* WORK REQUEST: Find and copy every line in the records that includes the string "camera".

* PROVIDED DATA:
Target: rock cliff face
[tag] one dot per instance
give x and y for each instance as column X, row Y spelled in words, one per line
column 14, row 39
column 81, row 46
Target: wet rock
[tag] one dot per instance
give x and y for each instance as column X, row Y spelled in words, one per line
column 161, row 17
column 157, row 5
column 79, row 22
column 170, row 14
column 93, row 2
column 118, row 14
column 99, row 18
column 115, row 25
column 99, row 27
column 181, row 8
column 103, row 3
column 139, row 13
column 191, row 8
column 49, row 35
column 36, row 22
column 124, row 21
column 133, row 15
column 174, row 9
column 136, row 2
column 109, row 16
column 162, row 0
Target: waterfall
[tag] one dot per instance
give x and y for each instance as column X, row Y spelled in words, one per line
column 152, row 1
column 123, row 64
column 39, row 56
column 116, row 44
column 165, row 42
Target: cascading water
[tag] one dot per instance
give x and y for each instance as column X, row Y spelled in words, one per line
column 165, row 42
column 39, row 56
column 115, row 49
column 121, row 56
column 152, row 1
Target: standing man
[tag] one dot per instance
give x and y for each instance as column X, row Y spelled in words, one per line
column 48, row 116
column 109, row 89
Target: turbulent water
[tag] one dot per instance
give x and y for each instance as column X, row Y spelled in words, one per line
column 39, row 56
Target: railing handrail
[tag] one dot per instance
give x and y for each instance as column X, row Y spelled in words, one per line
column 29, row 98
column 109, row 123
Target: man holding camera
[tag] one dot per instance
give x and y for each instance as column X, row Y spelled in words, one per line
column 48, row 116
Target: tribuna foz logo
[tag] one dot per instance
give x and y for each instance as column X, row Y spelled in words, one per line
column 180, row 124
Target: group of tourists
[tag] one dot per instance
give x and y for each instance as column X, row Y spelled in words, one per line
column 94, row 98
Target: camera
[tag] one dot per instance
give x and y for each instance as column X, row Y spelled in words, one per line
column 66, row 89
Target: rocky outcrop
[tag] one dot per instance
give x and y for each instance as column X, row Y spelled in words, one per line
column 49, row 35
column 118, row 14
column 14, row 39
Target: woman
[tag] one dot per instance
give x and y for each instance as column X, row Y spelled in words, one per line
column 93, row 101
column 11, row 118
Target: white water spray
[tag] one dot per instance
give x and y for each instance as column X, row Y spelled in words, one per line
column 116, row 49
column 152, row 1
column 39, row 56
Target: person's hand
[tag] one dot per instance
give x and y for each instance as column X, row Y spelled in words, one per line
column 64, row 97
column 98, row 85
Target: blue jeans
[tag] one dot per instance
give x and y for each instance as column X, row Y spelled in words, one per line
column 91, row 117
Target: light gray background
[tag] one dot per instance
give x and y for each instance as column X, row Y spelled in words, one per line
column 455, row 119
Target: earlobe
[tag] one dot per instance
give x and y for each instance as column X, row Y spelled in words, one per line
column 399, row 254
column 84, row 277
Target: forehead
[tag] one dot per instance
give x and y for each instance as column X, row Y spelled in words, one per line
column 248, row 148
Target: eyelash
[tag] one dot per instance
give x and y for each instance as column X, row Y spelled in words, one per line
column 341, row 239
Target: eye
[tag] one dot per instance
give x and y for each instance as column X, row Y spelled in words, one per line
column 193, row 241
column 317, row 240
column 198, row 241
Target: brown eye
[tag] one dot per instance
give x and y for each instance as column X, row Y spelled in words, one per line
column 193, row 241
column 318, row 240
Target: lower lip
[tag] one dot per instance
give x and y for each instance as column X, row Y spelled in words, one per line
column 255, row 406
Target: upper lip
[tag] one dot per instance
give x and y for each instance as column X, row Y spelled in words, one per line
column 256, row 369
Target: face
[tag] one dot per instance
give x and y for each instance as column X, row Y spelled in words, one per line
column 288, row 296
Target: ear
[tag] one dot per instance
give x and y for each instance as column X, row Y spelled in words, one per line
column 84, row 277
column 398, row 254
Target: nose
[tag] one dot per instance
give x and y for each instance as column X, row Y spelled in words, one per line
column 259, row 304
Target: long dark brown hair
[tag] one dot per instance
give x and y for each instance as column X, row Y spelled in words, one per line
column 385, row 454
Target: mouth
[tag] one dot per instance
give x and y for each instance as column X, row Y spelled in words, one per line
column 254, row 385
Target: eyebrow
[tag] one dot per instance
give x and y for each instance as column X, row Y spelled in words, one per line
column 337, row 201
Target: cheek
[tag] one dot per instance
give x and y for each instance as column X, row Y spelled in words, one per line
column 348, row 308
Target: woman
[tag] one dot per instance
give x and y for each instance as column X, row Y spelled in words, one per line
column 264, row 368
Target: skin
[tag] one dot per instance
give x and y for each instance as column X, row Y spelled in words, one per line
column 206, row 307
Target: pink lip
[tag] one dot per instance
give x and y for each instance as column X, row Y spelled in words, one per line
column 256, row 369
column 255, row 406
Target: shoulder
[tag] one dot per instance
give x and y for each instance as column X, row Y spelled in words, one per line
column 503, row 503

* EXERCISE RESULT:
Target: man holding camera
Target: camera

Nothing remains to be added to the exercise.